To do —
1. For each statement below, state whether it agrees with the excerpt on growing courgettes and squashes. Answer yes or no and quote the deciding words of the excerpt. (a) When sowing indoors, each small pot receives one seed placed half an inch deep. (b) Plants grown on indoors may go directly into the garden once the date seems about right. (c) After outdoor seeds sprout, the remaining plants should stand about 1m apart.
2. Scale the part of the records that runs from their first line through the line containing "[(298, 247)]", both ends included. Reproduce all of these lines, requests included. Multiply every coordinate in the answers by 1.7 and round to whole numbers, with halves rounded up. The sample coordinates within the requests stay unchanged.
··· Excerpt ···
If you are going for the later outside-seed-sowing option, sow the big seeds very sparsely, 1″ deep in good fertilised soil. This is one crop that really appreciates rotted manure, compost, and fertiliser so add plenty of this if you can. It would be worth covering your seeds with upturned jars, or plastic bottles with the bottom cut off to protect them and keep them a bit warmer until they’ve germinated. Once they have sprouted, pull out some to leave the remaining plants about 1m apart.
My preference is always to sow these seeds indoors and not too early, because otherwise they get enormous before the weather is okay for you to plant them outside!
Sow the easy-to-handle big seeds, one each to a small pot, 1/2 inch deep into moist compost. It is a good idea to place the seeds on edge which is one way of preventing them rotting before they’ve germinated. Put the pots on a warm windowsill to germinate. Keep the soil damp but not wet.
3. Growing On and Hardening Off
Once they’ve germinated, courgettes and squashes grow quickly and will need to be put into a larger pot after three weeks or so. A good tip here is to put some compost in a larger pot, use the smaller one that the seedling is still growing in to press down into the compost of the larger one, making a pocket for it. Then carefully tip out the seedling without disturbing its roots and pop it into its new home – lovely! Top up with a bit more compost and off you go again…….
IMPORTANT! Do not put plants that you have grown on indoors on a warm windowsill or greenhouse, straight into the garden when you think the date is about right. The shock of temperature-change will almost certainly kill them. And courgettes and squashes don’t like it cold and wet, at the best of times (I’m with them there. How Caroline copes in Scotland, I’ll never know!)
··· Provided records ···
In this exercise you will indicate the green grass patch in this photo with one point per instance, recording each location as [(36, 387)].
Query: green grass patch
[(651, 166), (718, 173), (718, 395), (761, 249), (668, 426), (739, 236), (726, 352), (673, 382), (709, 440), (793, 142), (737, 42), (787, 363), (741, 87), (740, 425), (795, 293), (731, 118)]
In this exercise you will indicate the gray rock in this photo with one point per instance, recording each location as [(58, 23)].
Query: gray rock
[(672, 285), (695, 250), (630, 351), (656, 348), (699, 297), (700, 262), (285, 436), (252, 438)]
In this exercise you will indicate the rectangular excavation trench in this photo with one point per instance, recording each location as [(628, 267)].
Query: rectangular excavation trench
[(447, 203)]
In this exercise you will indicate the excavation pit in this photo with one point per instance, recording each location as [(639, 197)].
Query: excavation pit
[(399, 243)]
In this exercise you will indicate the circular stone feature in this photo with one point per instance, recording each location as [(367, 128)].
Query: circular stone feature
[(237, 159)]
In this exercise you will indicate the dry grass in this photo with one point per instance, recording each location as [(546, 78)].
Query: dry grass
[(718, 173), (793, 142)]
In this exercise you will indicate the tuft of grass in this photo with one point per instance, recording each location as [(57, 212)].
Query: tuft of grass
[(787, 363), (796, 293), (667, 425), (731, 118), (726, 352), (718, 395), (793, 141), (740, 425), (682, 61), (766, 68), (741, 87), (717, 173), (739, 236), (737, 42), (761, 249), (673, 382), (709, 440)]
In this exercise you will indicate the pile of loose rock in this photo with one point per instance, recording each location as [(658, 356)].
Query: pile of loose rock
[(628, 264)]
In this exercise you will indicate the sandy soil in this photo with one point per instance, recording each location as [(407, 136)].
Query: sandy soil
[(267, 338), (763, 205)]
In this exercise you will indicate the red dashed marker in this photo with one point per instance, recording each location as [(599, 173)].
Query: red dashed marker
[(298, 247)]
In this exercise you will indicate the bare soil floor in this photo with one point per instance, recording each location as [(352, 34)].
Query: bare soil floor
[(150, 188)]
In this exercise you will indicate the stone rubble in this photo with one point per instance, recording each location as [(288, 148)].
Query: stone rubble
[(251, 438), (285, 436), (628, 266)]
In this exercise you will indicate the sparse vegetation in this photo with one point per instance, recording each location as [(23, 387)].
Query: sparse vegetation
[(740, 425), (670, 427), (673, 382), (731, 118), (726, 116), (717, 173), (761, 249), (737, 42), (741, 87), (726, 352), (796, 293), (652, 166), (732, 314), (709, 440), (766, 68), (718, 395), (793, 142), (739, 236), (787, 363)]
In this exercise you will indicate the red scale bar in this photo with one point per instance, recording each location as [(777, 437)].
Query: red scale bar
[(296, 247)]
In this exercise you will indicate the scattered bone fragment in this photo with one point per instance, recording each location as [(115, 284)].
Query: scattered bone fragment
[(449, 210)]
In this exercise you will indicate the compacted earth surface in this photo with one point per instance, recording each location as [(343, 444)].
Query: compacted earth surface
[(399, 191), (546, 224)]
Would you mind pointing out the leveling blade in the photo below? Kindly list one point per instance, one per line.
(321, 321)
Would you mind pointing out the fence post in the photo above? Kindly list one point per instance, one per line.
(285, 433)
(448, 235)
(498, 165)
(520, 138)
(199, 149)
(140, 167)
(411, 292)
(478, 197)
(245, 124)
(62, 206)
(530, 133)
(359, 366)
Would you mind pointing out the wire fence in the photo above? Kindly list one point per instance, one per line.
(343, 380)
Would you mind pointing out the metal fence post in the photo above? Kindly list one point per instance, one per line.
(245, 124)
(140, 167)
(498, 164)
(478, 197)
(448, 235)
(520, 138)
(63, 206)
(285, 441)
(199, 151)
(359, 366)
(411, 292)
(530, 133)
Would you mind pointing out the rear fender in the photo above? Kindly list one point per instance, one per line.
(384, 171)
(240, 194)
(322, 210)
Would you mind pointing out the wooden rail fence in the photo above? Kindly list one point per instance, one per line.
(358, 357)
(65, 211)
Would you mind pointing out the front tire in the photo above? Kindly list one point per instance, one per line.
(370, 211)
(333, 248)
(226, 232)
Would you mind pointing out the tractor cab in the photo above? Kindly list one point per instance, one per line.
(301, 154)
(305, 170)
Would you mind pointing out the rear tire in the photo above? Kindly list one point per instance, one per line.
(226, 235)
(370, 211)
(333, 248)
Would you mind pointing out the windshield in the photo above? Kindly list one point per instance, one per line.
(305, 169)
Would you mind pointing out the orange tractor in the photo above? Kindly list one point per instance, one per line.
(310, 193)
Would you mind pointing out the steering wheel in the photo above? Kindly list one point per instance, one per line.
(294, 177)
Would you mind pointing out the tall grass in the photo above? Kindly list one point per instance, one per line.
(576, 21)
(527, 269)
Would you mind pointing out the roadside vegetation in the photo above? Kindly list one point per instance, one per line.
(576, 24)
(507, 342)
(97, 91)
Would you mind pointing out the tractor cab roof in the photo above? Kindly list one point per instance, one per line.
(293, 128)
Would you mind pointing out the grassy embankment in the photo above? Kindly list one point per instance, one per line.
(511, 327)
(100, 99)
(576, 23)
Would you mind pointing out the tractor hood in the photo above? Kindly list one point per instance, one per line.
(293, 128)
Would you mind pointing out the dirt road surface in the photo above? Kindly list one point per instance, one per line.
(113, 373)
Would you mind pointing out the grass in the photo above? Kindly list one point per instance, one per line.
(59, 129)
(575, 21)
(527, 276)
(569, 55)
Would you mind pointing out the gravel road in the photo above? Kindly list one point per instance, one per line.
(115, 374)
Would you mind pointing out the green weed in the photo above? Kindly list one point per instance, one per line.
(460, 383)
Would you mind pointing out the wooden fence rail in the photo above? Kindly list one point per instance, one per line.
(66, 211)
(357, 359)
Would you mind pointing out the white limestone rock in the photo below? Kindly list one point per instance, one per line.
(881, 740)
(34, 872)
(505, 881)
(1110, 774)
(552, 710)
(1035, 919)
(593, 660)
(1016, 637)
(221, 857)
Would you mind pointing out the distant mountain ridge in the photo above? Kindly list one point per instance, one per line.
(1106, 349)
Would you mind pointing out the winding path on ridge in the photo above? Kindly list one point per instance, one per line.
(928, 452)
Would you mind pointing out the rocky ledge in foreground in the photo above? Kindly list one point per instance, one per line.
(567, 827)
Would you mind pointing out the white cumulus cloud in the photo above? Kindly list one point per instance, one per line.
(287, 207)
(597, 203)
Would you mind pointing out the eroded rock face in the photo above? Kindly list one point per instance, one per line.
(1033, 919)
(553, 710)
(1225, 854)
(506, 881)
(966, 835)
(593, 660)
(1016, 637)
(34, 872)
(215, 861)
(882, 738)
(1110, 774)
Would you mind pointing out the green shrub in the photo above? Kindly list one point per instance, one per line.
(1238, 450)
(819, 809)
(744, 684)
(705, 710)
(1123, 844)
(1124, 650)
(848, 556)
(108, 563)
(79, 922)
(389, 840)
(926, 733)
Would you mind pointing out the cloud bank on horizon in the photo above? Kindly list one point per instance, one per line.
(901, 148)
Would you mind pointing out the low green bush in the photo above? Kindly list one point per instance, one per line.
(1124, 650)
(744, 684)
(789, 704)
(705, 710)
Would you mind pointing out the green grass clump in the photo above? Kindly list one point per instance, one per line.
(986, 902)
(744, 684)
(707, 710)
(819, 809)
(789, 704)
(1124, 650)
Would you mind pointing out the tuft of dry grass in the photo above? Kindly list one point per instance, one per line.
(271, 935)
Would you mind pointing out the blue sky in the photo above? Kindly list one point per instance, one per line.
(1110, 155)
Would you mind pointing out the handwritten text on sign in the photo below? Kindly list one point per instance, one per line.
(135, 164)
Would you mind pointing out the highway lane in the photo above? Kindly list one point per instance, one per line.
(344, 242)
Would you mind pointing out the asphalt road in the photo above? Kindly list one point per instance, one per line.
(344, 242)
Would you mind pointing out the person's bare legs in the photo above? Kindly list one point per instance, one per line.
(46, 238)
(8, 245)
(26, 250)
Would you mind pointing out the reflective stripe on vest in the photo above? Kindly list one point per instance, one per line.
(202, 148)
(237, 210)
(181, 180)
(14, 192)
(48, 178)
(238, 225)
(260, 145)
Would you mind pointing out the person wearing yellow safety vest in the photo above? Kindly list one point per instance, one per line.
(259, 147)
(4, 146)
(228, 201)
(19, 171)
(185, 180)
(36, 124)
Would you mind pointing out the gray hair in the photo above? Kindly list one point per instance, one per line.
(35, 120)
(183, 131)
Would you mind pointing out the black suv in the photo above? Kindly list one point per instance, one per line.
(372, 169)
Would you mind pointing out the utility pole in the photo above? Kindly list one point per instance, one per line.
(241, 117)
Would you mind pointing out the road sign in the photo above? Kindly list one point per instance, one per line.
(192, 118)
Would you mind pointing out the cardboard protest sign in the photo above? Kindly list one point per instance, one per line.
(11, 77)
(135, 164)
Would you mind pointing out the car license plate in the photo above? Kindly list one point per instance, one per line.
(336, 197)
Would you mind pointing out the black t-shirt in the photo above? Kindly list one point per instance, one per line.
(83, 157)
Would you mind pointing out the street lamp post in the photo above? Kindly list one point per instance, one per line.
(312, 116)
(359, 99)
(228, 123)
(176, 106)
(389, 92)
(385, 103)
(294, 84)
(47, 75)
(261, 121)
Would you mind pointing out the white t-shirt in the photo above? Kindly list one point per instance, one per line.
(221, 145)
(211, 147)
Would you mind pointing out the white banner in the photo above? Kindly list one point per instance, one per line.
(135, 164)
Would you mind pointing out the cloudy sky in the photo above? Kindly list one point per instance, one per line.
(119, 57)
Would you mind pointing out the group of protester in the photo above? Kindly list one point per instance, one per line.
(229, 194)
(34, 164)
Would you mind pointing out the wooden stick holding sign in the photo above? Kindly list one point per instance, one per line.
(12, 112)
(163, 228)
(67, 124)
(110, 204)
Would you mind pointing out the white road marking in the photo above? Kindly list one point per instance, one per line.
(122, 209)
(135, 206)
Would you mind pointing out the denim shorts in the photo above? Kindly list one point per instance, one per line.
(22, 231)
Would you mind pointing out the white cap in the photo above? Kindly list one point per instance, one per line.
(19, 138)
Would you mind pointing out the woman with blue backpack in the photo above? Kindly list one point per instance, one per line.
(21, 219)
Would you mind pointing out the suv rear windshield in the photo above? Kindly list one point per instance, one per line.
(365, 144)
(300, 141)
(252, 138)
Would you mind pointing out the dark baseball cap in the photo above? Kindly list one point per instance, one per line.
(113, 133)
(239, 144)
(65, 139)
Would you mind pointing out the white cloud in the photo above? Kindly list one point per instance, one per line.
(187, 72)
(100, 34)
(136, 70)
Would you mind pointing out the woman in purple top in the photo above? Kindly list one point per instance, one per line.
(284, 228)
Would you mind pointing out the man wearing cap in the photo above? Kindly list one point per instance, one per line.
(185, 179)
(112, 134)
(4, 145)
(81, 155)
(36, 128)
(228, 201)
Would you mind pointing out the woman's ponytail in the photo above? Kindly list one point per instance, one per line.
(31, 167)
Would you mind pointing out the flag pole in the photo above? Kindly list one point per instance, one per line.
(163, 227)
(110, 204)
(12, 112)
···
Solutions below —
1.
(a) Yes: "Sow the easy-to-handle big seeds, one each to a small pot, 1/2 inch deep into moist compost."
(b) No: "Do not put plants that you have grown on indoors on a warm windowsill or greenhouse, straight into the garden when you think the date is about right."
(c) Yes: "pull out some to leave the remaining plants about 1m apart."

2.
In this exercise you will indicate the green grass patch in this photo with one point per instance, recording each location as [(36, 387)].
Query: green grass patch
[(1107, 282), (1221, 294), (1221, 672), (1294, 423), (1136, 724), (1256, 401), (1234, 598), (1144, 649), (1205, 748), (1348, 241), (1253, 71), (1338, 617), (1260, 148), (1258, 723), (1352, 498), (1243, 201)]
In this exercise you will indicate the gray rock in this photo with one point per instance, recording each location as [(58, 23)].
Query: gray rock
[(1142, 485), (1182, 425), (1071, 597), (1115, 592), (1188, 505), (1190, 445), (485, 741), (428, 745)]
In this exercise you will indicate the rectangular excavation trench in this photo with one point per instance, recording each location as [(628, 267)].
Query: rectangular excavation trench
[(760, 345)]
In this exercise you will indicate the excavation pit in this photo with one point per instance, recording each location as [(639, 197)].
Query: excavation pit
[(678, 413)]
In this exercise you will indicate the circular stone feature in this photo with one point per instance, recording each location as [(367, 128)].
Query: circular stone feature
[(403, 270)]
In this exercise you will indicate the dry grass in this photo with one point per instance, recording each location as [(546, 78)].
Query: dry grass
[(1221, 294), (1348, 241)]
In this exercise you will indicate the tuft of grass in this photo with one point per instance, recording each location as [(57, 212)].
Query: tuft of grass
[(1338, 617), (1353, 498), (1134, 723), (1243, 201), (1234, 598), (1221, 672), (1348, 240), (1258, 723), (1159, 104), (1302, 116), (1260, 148), (1219, 294), (1256, 401), (1253, 71), (1294, 423), (1144, 649), (1205, 748)]
In this exercise you will indicate the pile of loose rock in this photo with one point per instance, recording each location as [(658, 356)].
Query: pile of loose rock
[(1068, 449)]
In this exercise you will indicate the sandy soil in this photo with one point per instance, recording each location as [(407, 136)].
Query: sandy soil
[(454, 575), (1297, 349)]
In this exercise you will indicate the red dashed marker in this photo with one point per instance, recording each location as [(599, 173)].
Query: red dashed marker
[(507, 420)]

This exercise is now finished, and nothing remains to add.